++++ SUPPLIED TEXT

3633– Tuesday, May 21, 2019 – How Does One Become a Great Writer?

Three things are said to be needed for a great story:  Interesting characters, a compelling plot and a narrative arc that keeps the reader interested.  I learned this formula from a Great Course on writing.  Karen (my wife) and I were discussing some problems with writing yesterday when I remembered these concepts.  We were talking about both Karen’s daughter Megan and my sister Jeanine.  Megan became interested in writing a few years ago.  She joined a writer’s group and read all she could about writing novels.  She published her first novel on Amazon and is now writing two more novels.  She had called to tell her Mom about a friend who was in her writing class.  This friend had just published her first novel with a major publishing company and had received a fifteen-thousand-dollar advance.  This event had caused Megan to rethink her idea about continuing to self-publish her own novels.  There are no doubt pro’s and con’s to self-publishing.  Making a great deal of money is perhaps not one of them.

snoopy-dark-and-stormy-night

My sister Jeanine has recently decided to write a blog on her adventures and adjustments to her new life change.  Jeanine and her husband John have just sold their house where they lived for nearly fifty years and moved into a “mothers-in-law” apartment with their daughter Jennifer and Jennifer’s husband Jason.  This change comes on the heels of Jeanine being retired for the past few years and her husband taking a new job.  Jeanine had thought the plan was for John and her to sell the old house, pay off the mortgage and John to find some part-time work.  Moving in with their daughter would involve quite a bit of downsizing but would also enable them to have a great deal more discretionary income and to be free of any major debts.  John would also be free to find part-time work and to retire.

++++++++
++++ MATERIAL PROVIDED

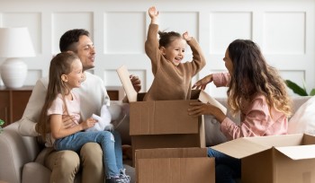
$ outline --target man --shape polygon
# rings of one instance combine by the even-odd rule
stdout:
[[[94,67],[95,49],[86,30],[76,29],[65,32],[59,41],[61,52],[73,51],[79,57],[83,70]],[[108,97],[103,80],[88,72],[85,72],[86,80],[81,87],[76,90],[80,95],[82,119],[85,120],[92,114],[100,114],[104,104],[109,105]],[[130,76],[131,83],[137,92],[141,88],[140,81],[136,76]],[[32,92],[23,116],[20,120],[19,133],[22,135],[37,136],[37,121],[45,101],[48,77],[40,79]],[[72,126],[70,117],[63,119],[64,128]],[[103,152],[98,144],[85,144],[78,155],[72,151],[56,152],[50,147],[46,154],[45,166],[51,170],[50,182],[74,182],[75,176],[82,167],[82,182],[104,182]]]

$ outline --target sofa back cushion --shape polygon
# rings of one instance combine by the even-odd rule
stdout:
[[[290,118],[288,133],[315,135],[315,96],[303,103]]]

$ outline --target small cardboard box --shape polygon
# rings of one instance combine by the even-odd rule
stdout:
[[[145,93],[134,91],[126,67],[120,67],[117,73],[130,101],[133,160],[137,149],[205,147],[203,116],[189,116],[189,103],[210,102],[227,112],[225,107],[200,90],[192,91],[187,100],[142,101]]]
[[[212,148],[241,159],[242,183],[315,182],[313,135],[244,137]]]
[[[138,183],[214,183],[214,158],[206,148],[161,148],[136,151]]]

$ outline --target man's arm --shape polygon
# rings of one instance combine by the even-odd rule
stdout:
[[[135,76],[135,75],[130,75],[130,81],[131,81],[131,83],[132,83],[132,86],[134,88],[134,90],[139,92],[140,90],[141,90],[141,81],[139,79],[138,76]],[[128,103],[128,98],[127,96],[125,96],[123,99],[122,99],[122,102],[123,103]]]

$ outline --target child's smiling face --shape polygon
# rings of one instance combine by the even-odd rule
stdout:
[[[186,41],[180,38],[174,39],[166,48],[162,47],[163,56],[175,65],[178,65],[184,57]]]

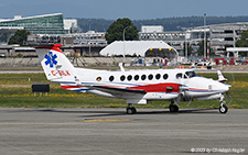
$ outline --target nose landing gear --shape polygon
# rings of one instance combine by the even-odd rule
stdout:
[[[127,113],[128,114],[134,114],[136,112],[137,112],[136,108],[132,107],[131,103],[129,103],[128,107],[127,107]]]
[[[174,104],[174,101],[171,101],[171,104],[169,106],[169,110],[171,112],[179,112],[179,106]]]
[[[222,95],[222,97],[220,97],[220,107],[219,107],[219,112],[220,113],[223,113],[223,114],[225,114],[225,113],[227,113],[227,111],[228,111],[228,107],[225,104],[226,103],[226,101],[224,100],[224,95]]]

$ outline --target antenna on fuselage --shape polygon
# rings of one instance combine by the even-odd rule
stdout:
[[[121,70],[121,71],[125,71],[123,63],[119,63],[119,67],[120,67],[120,70]]]

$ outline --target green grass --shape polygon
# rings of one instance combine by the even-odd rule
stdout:
[[[217,74],[201,74],[217,79]],[[248,108],[248,74],[224,74],[231,85],[229,95],[233,97],[230,108]],[[235,79],[235,81],[233,81]],[[90,93],[64,90],[52,82],[51,92],[42,97],[32,93],[33,81],[48,82],[44,74],[0,74],[0,107],[25,108],[126,108],[121,99],[105,98]],[[152,101],[139,108],[168,108],[169,101]],[[218,100],[180,102],[180,108],[218,108]]]

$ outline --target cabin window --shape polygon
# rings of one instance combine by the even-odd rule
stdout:
[[[109,81],[114,81],[115,77],[114,76],[110,76],[109,77]]]
[[[145,75],[142,75],[142,76],[141,76],[141,79],[142,79],[142,80],[145,80],[145,78],[147,78]]]
[[[160,79],[161,75],[160,74],[157,74],[155,75],[155,79]]]
[[[179,79],[179,78],[182,78],[183,77],[183,74],[176,74],[175,78]]]
[[[131,75],[128,76],[128,80],[132,80],[132,76]]]
[[[168,74],[163,75],[163,79],[165,79],[165,80],[168,79]]]
[[[187,77],[193,78],[193,77],[198,77],[198,75],[195,71],[186,71],[185,73]]]
[[[126,77],[125,77],[125,76],[121,76],[121,77],[120,77],[120,80],[121,80],[121,81],[123,81],[125,79],[126,79]]]
[[[148,79],[149,79],[149,80],[152,80],[152,79],[153,79],[153,75],[149,75],[149,76],[148,76]]]
[[[139,75],[134,76],[134,80],[139,80],[139,78],[140,78]]]

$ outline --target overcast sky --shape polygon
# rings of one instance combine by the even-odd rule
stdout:
[[[131,20],[248,15],[248,0],[0,0],[0,19],[63,13],[64,18]]]

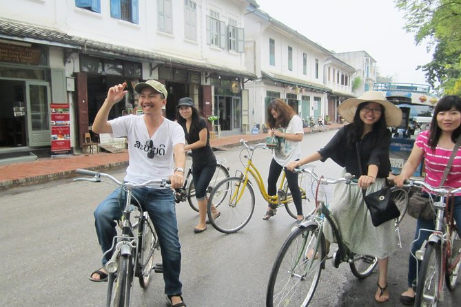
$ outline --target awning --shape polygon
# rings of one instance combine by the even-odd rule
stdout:
[[[210,63],[205,61],[192,60],[158,52],[93,41],[69,35],[56,29],[41,28],[5,19],[0,19],[0,38],[43,45],[59,45],[78,50],[82,53],[101,56],[112,56],[114,57],[115,56],[130,61],[155,61],[161,64],[167,64],[170,67],[201,70],[209,74],[216,72],[222,75],[249,79],[256,78],[256,74],[248,72],[245,67],[229,67]]]
[[[306,81],[305,80],[291,78],[281,74],[274,74],[272,72],[261,72],[263,78],[267,78],[272,81],[280,82],[288,85],[306,87],[314,92],[321,93],[330,93],[332,89],[322,84],[314,83],[313,82]]]

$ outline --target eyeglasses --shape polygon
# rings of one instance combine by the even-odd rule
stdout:
[[[380,114],[382,112],[380,107],[371,108],[371,107],[363,107],[360,109],[360,111],[362,111],[364,113],[369,113],[369,112],[373,111],[373,113],[374,113],[375,114]]]
[[[155,156],[155,153],[154,152],[154,142],[152,140],[149,140],[145,142],[145,145],[149,148],[149,152],[147,153],[147,158],[150,159],[153,159]]]

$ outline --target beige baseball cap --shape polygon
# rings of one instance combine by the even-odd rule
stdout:
[[[156,81],[155,80],[147,80],[145,82],[140,82],[136,85],[134,87],[134,90],[138,93],[141,93],[141,91],[146,87],[150,87],[155,89],[160,94],[163,94],[165,99],[168,96],[168,92],[167,92],[167,89],[165,87],[165,85],[158,81]]]

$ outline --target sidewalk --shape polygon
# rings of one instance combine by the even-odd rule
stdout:
[[[330,129],[339,129],[341,124],[328,125]],[[305,128],[305,134],[309,128]],[[250,143],[263,142],[267,134],[238,134],[210,140],[212,147],[225,149],[238,146],[238,141],[245,140]],[[128,152],[111,154],[100,152],[93,155],[75,155],[70,158],[40,158],[32,162],[0,165],[0,190],[37,184],[75,176],[76,169],[103,171],[125,167],[128,164]]]

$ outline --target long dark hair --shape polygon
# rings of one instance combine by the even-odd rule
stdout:
[[[274,118],[271,113],[272,110],[278,114],[278,118]],[[296,114],[293,108],[282,99],[274,99],[267,106],[267,125],[270,129],[287,127],[291,118]]]
[[[190,128],[189,129],[189,135],[192,136],[196,133],[196,133],[200,132],[200,119],[203,118],[196,107],[192,105],[189,105],[188,107],[192,109],[192,121],[190,123]],[[180,107],[181,106],[176,108],[176,120],[179,125],[185,128],[186,120],[179,114]]]
[[[435,149],[437,147],[437,143],[442,135],[442,129],[438,127],[437,123],[437,114],[444,111],[449,111],[453,107],[455,107],[458,111],[461,112],[461,98],[455,95],[449,95],[442,97],[434,109],[434,114],[432,116],[432,120],[431,121],[431,129],[429,130],[429,138],[427,140],[427,144],[431,148]],[[451,134],[451,140],[453,142],[456,142],[456,140],[461,134],[461,125],[456,128]]]
[[[357,110],[354,116],[354,122],[351,125],[351,129],[349,129],[347,134],[347,146],[351,148],[355,147],[356,142],[358,142],[363,134],[365,127],[364,123],[360,119],[360,110],[363,107],[367,105],[369,102],[362,103],[357,106]],[[371,129],[371,140],[373,145],[378,144],[381,140],[385,138],[387,131],[387,124],[386,123],[386,109],[382,105],[379,104],[381,108],[381,117],[380,119],[373,124],[373,129]]]

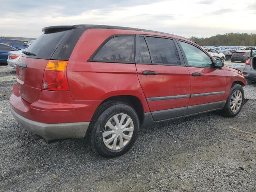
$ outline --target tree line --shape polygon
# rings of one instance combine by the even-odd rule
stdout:
[[[229,33],[206,38],[190,38],[201,46],[256,46],[256,34]]]

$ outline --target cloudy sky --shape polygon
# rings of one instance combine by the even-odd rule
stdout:
[[[43,27],[77,24],[134,27],[187,38],[256,33],[256,0],[1,0],[1,7],[0,36],[36,38]]]

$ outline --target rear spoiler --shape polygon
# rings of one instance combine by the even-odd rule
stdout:
[[[50,27],[44,27],[42,29],[42,31],[44,32],[49,31],[64,31],[69,30],[74,28],[77,28],[74,25],[61,25],[58,26],[51,26]]]

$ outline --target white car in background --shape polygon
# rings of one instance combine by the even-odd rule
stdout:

++++++++

> AIM: Reproduce the section of the writing blog post that opens with the words containing "My sister Jeanine has" and closes with "and to retire.". These items come from a separate source.

> ANSWER FOR THIS EXERCISE:
My sister Jeanine has recently decided to write a blog on her adventures and adjustments to her new life change.  Jeanine and her husband John have just sold their house where they lived for nearly fifty years and moved into a “mothers-in-law” apartment with their daughter Jennifer and Jennifer’s husband Jason.  This change comes on the heels of Jeanine being retired for the past few years and her husband taking a new job.  Jeanine had thought the plan was for John and her to sell the old house, pay off the mortgage and John to find some part-time work.  Moving in with their daughter would involve quite a bit of downsizing but would also enable them to have a great deal more discretionary income and to be free of any major debts.  John would also be free to find part-time work and to retire.